[Data entries]
----
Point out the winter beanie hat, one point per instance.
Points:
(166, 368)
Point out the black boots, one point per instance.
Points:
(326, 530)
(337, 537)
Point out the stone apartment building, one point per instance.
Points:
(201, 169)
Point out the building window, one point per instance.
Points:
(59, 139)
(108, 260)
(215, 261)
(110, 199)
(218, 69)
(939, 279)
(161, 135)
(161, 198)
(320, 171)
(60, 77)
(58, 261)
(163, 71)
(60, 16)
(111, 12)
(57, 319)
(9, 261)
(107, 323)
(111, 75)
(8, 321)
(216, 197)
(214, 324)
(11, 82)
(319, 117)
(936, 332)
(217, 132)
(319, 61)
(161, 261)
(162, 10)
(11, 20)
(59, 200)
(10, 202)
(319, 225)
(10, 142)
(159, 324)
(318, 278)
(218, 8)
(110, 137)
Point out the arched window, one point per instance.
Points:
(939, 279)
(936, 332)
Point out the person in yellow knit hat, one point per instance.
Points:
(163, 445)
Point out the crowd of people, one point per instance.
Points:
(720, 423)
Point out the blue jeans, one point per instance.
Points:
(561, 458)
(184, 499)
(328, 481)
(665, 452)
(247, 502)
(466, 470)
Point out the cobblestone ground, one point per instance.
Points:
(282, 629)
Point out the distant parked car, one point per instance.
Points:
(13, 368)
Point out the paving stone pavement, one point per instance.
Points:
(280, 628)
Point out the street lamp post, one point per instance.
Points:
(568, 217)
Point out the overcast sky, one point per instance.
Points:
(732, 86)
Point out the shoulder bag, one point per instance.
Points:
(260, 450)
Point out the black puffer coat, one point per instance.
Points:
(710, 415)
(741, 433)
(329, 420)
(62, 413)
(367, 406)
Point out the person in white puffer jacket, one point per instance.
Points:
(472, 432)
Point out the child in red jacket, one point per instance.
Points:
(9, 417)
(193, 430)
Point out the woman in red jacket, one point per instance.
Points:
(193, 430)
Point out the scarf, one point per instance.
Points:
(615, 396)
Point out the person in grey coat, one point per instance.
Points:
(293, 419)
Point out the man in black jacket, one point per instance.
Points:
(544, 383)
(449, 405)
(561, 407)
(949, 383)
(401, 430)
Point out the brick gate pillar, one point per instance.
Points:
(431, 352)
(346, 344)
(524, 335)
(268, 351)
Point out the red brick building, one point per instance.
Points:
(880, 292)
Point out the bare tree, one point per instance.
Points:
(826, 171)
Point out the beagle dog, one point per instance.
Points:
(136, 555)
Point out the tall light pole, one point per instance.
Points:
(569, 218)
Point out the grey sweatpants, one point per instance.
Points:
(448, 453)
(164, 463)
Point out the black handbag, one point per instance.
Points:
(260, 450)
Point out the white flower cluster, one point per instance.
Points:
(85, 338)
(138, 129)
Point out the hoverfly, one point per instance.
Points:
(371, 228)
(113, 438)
----
● **Written exercise**: Copy every line of the records above word for word, without changing anything.

● **Reply to the exercise**:
Point out the winter beanie hat, one point per instance.
Points:
(166, 368)
Point out the black boots, one point per instance.
Points:
(326, 530)
(337, 537)
Point out the stone apartment building, one point per instance.
Points:
(201, 169)
Point out the building window, one point per instance.
Points:
(59, 139)
(108, 260)
(215, 261)
(110, 199)
(218, 69)
(939, 279)
(161, 135)
(161, 198)
(320, 171)
(60, 77)
(58, 261)
(163, 71)
(60, 16)
(111, 12)
(57, 319)
(9, 261)
(107, 323)
(111, 75)
(8, 321)
(216, 197)
(214, 324)
(11, 82)
(319, 117)
(936, 332)
(217, 132)
(319, 61)
(161, 261)
(162, 10)
(11, 20)
(59, 200)
(10, 202)
(319, 225)
(10, 142)
(159, 324)
(318, 278)
(218, 8)
(110, 137)
Point out the arched window, one point per instance.
Points:
(939, 279)
(936, 332)
Point out the person in yellow knit hat, one point per instance.
Points:
(163, 445)
Point out the crowd of people, one point per instance.
Points:
(720, 423)
Point out the blue jeans, one point per instance.
Points:
(561, 458)
(184, 499)
(328, 481)
(665, 452)
(247, 502)
(466, 470)
Point out the cobblestone ground, one point per instance.
Points:
(282, 629)
Point out the distant parked car, one point per instance.
Points:
(13, 368)
Point out the paving stone pavement, one point per instance.
Points:
(280, 628)
Point out the street lamp post, one point per instance.
Points:
(568, 217)
Point out the overcast sky, one point per instance.
Points:
(732, 86)
Point out the shoulder bag, one point per instance.
Points:
(260, 450)
Point out the black puffer coat, one point per instance.
Points:
(710, 415)
(741, 433)
(329, 420)
(62, 413)
(367, 406)
Point out the person in white puffer jacket, one point per instance.
Points:
(472, 432)
Point out the child in red jacket, one point per instance.
Points:
(9, 417)
(193, 430)
Point out the woman in red jacket, one point per instance.
Points:
(193, 430)
Point out the scarf, one point per instance.
Points:
(615, 396)
Point out the person in grey coat, one point per instance.
Points:
(293, 419)
Point out the man in black jacket, one point per instance.
Points:
(544, 383)
(449, 405)
(561, 407)
(949, 383)
(401, 430)
Point out the brick gate pillar, one point per instance.
Points:
(431, 352)
(346, 344)
(524, 335)
(268, 351)
Point out the red brick building, one point per instance.
Points:
(880, 292)
Point out the bare tree, one point per instance.
Points:
(826, 171)
Point out the beagle dog, one point per instance.
Points:
(136, 555)
Point out the tall light pole, one point per instance.
Points:
(569, 218)
Point out the grey sweatpants, one point per instance.
Points:
(448, 453)
(164, 463)
Point out the black handbag, one point per instance.
Points:
(260, 450)
Point out the white flower cluster, one point per instance.
Points:
(85, 338)
(138, 129)
Point out the hoverfly, one point per instance.
Points:
(371, 228)
(113, 438)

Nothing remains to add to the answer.